Description of the task: Convert each line of the data below into a JSON list of strings, one string per line, omitting blank lines.

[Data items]
────────────────────
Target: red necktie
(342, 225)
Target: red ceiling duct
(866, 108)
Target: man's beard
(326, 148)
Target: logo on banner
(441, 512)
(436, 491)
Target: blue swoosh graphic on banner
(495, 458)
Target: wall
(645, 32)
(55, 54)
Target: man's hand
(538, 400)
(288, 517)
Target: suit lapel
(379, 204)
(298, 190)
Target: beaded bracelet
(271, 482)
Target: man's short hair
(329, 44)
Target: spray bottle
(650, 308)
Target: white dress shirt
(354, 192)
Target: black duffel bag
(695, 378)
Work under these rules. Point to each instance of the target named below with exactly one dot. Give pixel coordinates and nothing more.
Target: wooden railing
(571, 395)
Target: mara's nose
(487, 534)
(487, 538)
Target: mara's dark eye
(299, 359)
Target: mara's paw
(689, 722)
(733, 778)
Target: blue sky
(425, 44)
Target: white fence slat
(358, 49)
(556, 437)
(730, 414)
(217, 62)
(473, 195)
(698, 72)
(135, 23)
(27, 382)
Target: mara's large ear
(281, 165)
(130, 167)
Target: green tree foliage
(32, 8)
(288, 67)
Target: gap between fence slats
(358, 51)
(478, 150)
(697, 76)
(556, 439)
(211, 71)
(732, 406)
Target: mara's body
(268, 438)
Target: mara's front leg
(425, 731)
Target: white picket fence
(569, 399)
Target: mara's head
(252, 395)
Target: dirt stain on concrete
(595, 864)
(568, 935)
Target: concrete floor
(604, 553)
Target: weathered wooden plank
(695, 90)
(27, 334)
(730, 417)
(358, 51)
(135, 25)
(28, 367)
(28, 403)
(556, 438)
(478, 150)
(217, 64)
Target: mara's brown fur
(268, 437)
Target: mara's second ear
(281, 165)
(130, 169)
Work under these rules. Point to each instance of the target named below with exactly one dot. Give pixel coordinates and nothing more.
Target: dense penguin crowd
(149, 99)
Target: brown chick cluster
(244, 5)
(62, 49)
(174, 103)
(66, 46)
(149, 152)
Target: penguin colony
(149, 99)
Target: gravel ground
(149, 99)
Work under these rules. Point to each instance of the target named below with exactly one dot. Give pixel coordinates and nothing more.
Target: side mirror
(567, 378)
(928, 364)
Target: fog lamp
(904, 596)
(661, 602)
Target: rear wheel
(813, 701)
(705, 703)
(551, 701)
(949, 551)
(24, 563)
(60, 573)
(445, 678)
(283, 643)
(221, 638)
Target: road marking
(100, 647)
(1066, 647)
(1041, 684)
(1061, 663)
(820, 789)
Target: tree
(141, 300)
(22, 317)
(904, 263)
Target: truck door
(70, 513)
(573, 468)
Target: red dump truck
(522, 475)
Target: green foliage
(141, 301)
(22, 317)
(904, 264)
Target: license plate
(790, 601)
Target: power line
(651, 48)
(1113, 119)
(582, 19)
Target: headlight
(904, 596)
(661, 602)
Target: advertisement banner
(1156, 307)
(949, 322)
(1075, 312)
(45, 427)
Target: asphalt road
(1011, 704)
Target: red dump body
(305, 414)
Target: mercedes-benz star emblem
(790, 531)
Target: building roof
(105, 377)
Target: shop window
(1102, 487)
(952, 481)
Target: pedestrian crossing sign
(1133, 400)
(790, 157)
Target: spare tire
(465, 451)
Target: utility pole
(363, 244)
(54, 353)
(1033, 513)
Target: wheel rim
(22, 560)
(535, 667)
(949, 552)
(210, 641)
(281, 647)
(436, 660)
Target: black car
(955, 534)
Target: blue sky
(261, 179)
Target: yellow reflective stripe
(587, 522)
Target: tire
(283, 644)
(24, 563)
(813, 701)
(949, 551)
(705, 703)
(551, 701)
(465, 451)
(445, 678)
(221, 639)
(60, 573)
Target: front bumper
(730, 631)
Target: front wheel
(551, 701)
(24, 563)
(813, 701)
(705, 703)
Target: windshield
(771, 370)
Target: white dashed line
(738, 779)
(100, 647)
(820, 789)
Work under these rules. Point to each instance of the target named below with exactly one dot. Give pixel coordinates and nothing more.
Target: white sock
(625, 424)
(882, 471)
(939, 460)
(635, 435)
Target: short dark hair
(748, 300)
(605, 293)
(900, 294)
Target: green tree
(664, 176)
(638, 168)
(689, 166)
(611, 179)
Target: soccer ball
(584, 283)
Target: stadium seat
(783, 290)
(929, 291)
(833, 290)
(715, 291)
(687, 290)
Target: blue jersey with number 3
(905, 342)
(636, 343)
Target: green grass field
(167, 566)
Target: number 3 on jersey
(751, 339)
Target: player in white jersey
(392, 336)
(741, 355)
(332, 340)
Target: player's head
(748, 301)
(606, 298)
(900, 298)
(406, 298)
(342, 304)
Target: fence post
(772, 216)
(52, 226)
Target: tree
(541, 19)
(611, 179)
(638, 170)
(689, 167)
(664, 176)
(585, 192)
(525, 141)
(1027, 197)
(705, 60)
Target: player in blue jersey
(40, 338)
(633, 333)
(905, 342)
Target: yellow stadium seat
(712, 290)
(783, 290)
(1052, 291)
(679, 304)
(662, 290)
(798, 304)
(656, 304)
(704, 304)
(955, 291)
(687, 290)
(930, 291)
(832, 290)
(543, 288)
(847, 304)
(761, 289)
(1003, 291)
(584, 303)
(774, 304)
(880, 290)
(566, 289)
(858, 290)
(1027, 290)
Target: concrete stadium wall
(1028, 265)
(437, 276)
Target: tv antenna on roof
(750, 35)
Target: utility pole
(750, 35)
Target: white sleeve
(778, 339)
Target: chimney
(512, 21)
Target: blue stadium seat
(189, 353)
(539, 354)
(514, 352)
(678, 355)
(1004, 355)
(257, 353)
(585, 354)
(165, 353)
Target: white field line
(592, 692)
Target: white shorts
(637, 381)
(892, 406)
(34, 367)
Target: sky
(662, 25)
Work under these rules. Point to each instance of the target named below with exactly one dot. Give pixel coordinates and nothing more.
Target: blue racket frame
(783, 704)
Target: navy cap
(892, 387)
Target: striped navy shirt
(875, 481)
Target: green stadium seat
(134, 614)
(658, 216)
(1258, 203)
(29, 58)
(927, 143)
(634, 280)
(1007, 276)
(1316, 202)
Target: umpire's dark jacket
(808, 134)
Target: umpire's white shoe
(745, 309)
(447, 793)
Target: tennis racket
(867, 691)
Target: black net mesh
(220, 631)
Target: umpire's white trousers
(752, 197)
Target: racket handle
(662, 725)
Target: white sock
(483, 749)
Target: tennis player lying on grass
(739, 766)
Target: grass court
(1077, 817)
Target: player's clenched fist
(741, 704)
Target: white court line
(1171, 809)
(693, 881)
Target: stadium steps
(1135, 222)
────────────────────
Completed exercise:
[
  "Target: red necktie",
  "(342, 225)",
  "Target: red ceiling duct",
  "(866, 108)",
  "Target: man's beard",
  "(326, 148)",
  "Target: logo on banner",
  "(441, 512)",
  "(436, 491)",
  "Target: blue swoosh graphic on banner",
  "(495, 458)",
  "Target: wall",
  "(645, 32)",
  "(55, 54)",
  "Target: man's hand",
  "(538, 400)",
  "(288, 517)",
  "Target: suit lapel",
  "(379, 204)",
  "(298, 190)",
  "Target: beaded bracelet",
  "(271, 482)",
  "Target: man's short hair",
  "(329, 44)",
  "Target: spray bottle",
  "(650, 308)",
  "Target: white dress shirt",
  "(354, 192)",
  "Target: black duffel bag",
  "(695, 378)",
  "Work under these rules. Point to each instance of the target named below with exactly one dot. Give pixel coordinates and nothing more.",
  "Target: wooden railing",
  "(571, 395)",
  "Target: mara's nose",
  "(487, 534)",
  "(487, 538)",
  "Target: mara's dark eye",
  "(299, 359)",
  "Target: mara's paw",
  "(689, 722)",
  "(733, 778)",
  "Target: blue sky",
  "(425, 44)",
  "Target: white fence slat",
  "(358, 49)",
  "(556, 437)",
  "(730, 414)",
  "(217, 62)",
  "(473, 195)",
  "(698, 72)",
  "(135, 23)",
  "(27, 382)",
  "Target: mara's large ear",
  "(281, 165)",
  "(130, 167)",
  "Target: green tree foliage",
  "(32, 8)",
  "(288, 67)",
  "Target: gap between fence slats",
  "(358, 51)",
  "(478, 150)",
  "(697, 76)",
  "(556, 439)",
  "(211, 71)",
  "(732, 406)",
  "Target: mara's body",
  "(268, 438)",
  "Target: mara's front leg",
  "(425, 731)",
  "Target: white picket fence",
  "(569, 399)",
  "Target: mara's head",
  "(252, 395)",
  "Target: dirt stain on concrete",
  "(595, 864)",
  "(568, 935)",
  "Target: concrete floor",
  "(604, 553)",
  "Target: weathered wooden plank",
  "(695, 90)",
  "(27, 334)",
  "(730, 417)",
  "(358, 51)",
  "(135, 25)",
  "(28, 367)",
  "(28, 403)",
  "(556, 438)",
  "(478, 150)",
  "(217, 64)",
  "Target: mara's brown fur",
  "(268, 437)",
  "Target: mara's second ear",
  "(281, 165)",
  "(130, 169)",
  "Work under these rules. Point to each instance of the target named below with exactly one dot. Give pixel coordinates and nothing more.",
  "Target: dense penguin crowd",
  "(149, 99)",
  "Target: brown chick cluster",
  "(244, 5)",
  "(62, 49)",
  "(174, 103)",
  "(66, 46)",
  "(149, 152)",
  "Target: penguin colony",
  "(149, 99)",
  "Target: gravel ground",
  "(149, 99)",
  "Work under these rules. Point to each instance of the target named below with exactly one dot. Give pixel coordinates and nothing more.",
  "Target: side mirror",
  "(567, 378)",
  "(928, 364)",
  "Target: fog lamp",
  "(904, 596)",
  "(661, 602)",
  "Target: rear wheel",
  "(813, 701)",
  "(705, 703)",
  "(551, 701)",
  "(949, 551)",
  "(24, 563)",
  "(60, 573)",
  "(445, 678)",
  "(283, 643)",
  "(221, 638)",
  "Target: road marking",
  "(100, 647)",
  "(1066, 647)",
  "(1041, 684)",
  "(1061, 663)",
  "(820, 789)",
  "Target: tree",
  "(141, 300)",
  "(22, 317)",
  "(904, 263)",
  "Target: truck door",
  "(70, 513)",
  "(573, 468)",
  "Target: red dump truck",
  "(522, 475)",
  "Target: green foliage",
  "(141, 301)",
  "(22, 317)",
  "(904, 264)",
  "Target: license plate",
  "(790, 601)",
  "Target: power line",
  "(651, 48)",
  "(1113, 119)",
  "(582, 19)",
  "Target: headlight",
  "(904, 596)",
  "(661, 602)",
  "Target: advertisement banner",
  "(1156, 307)",
  "(949, 322)",
  "(1075, 312)",
  "(45, 427)",
  "Target: asphalt road",
  "(1011, 704)",
  "Target: red dump body",
  "(305, 414)",
  "Target: mercedes-benz star emblem",
  "(790, 531)",
  "Target: building roof",
  "(105, 377)",
  "Target: shop window",
  "(1102, 487)",
  "(952, 481)",
  "Target: pedestrian crossing sign",
  "(1133, 400)",
  "(790, 157)",
  "Target: spare tire",
  "(465, 451)",
  "Target: utility pole",
  "(363, 244)",
  "(54, 353)",
  "(1033, 513)",
  "Target: wheel rim",
  "(22, 560)",
  "(535, 667)",
  "(949, 552)",
  "(210, 641)",
  "(281, 647)",
  "(436, 660)",
  "Target: black car",
  "(955, 534)",
  "Target: blue sky",
  "(261, 179)",
  "Target: yellow reflective stripe",
  "(587, 522)",
  "Target: tire",
  "(283, 644)",
  "(24, 563)",
  "(813, 701)",
  "(949, 551)",
  "(705, 703)",
  "(551, 701)",
  "(465, 451)",
  "(445, 678)",
  "(221, 639)",
  "(60, 573)",
  "Target: front bumper",
  "(730, 631)",
  "Target: front wheel",
  "(551, 701)",
  "(24, 563)",
  "(813, 701)",
  "(705, 703)",
  "Target: windshield",
  "(771, 370)",
  "Target: white dashed line",
  "(738, 779)",
  "(100, 647)",
  "(820, 789)",
  "Work under these rules. Point to each instance of the target named below with exactly one dot. Give pixel coordinates and nothing more.",
  "Target: white sock",
  "(625, 424)",
  "(882, 471)",
  "(939, 460)",
  "(635, 435)",
  "Target: short dark hair",
  "(748, 300)",
  "(605, 293)",
  "(900, 294)",
  "Target: green tree",
  "(664, 176)",
  "(638, 168)",
  "(689, 166)",
  "(611, 179)",
  "Target: soccer ball",
  "(584, 283)",
  "Target: stadium seat",
  "(783, 290)",
  "(929, 291)",
  "(833, 290)",
  "(715, 291)",
  "(687, 290)",
  "Target: blue jersey with number 3",
  "(905, 342)",
  "(636, 343)",
  "Target: green grass field",
  "(167, 566)",
  "Target: number 3 on jersey",
  "(751, 339)",
  "Target: player in white jersey",
  "(392, 336)",
  "(741, 355)",
  "(332, 340)",
  "Target: player's head",
  "(748, 301)",
  "(606, 298)",
  "(900, 298)",
  "(406, 298)",
  "(342, 304)",
  "Target: fence post",
  "(772, 216)",
  "(52, 226)",
  "Target: tree",
  "(541, 19)",
  "(611, 179)",
  "(638, 170)",
  "(689, 167)",
  "(664, 176)",
  "(585, 192)",
  "(525, 141)",
  "(1027, 197)",
  "(705, 60)",
  "Target: player in blue jersey",
  "(40, 338)",
  "(633, 333)",
  "(905, 342)",
  "Target: yellow stadium seat",
  "(712, 290)",
  "(783, 290)",
  "(1052, 291)",
  "(679, 304)",
  "(662, 290)",
  "(798, 304)",
  "(656, 304)",
  "(704, 304)",
  "(955, 291)",
  "(687, 290)",
  "(930, 291)",
  "(832, 290)",
  "(543, 288)",
  "(847, 304)",
  "(761, 289)",
  "(1003, 291)",
  "(584, 303)",
  "(774, 304)",
  "(880, 290)",
  "(566, 289)",
  "(858, 290)",
  "(1027, 290)",
  "Target: concrete stadium wall",
  "(1028, 265)",
  "(437, 276)",
  "Target: tv antenna on roof",
  "(750, 35)",
  "Target: utility pole",
  "(750, 35)",
  "Target: white sleeve",
  "(778, 339)",
  "Target: chimney",
  "(512, 21)",
  "Target: blue stadium seat",
  "(189, 353)",
  "(539, 354)",
  "(514, 352)",
  "(678, 355)",
  "(1004, 355)",
  "(257, 353)",
  "(585, 354)",
  "(165, 353)",
  "Target: white field line",
  "(592, 692)",
  "Target: white shorts",
  "(637, 381)",
  "(892, 406)",
  "(34, 367)",
  "Target: sky",
  "(662, 25)",
  "Work under these rules. Point to each instance of the target named below with exactly one dot. Give pixel coordinates and nothing more.",
  "Target: blue racket frame",
  "(783, 704)",
  "Target: navy cap",
  "(892, 387)",
  "Target: striped navy shirt",
  "(875, 481)",
  "Target: green stadium seat",
  "(134, 614)",
  "(658, 216)",
  "(1258, 203)",
  "(29, 58)",
  "(927, 143)",
  "(634, 280)",
  "(1007, 276)",
  "(1316, 202)",
  "Target: umpire's dark jacket",
  "(808, 134)",
  "Target: umpire's white shoe",
  "(745, 309)",
  "(447, 793)",
  "Target: tennis racket",
  "(867, 691)",
  "Target: black net mesh",
  "(220, 631)",
  "Target: umpire's white trousers",
  "(752, 197)",
  "Target: racket handle",
  "(662, 725)",
  "Target: white sock",
  "(483, 749)",
  "Target: tennis player lying on grass",
  "(739, 766)",
  "Target: grass court",
  "(1077, 817)",
  "Target: player's clenched fist",
  "(741, 704)",
  "Target: white court line",
  "(1171, 809)",
  "(693, 881)",
  "Target: stadium steps",
  "(1135, 222)"
]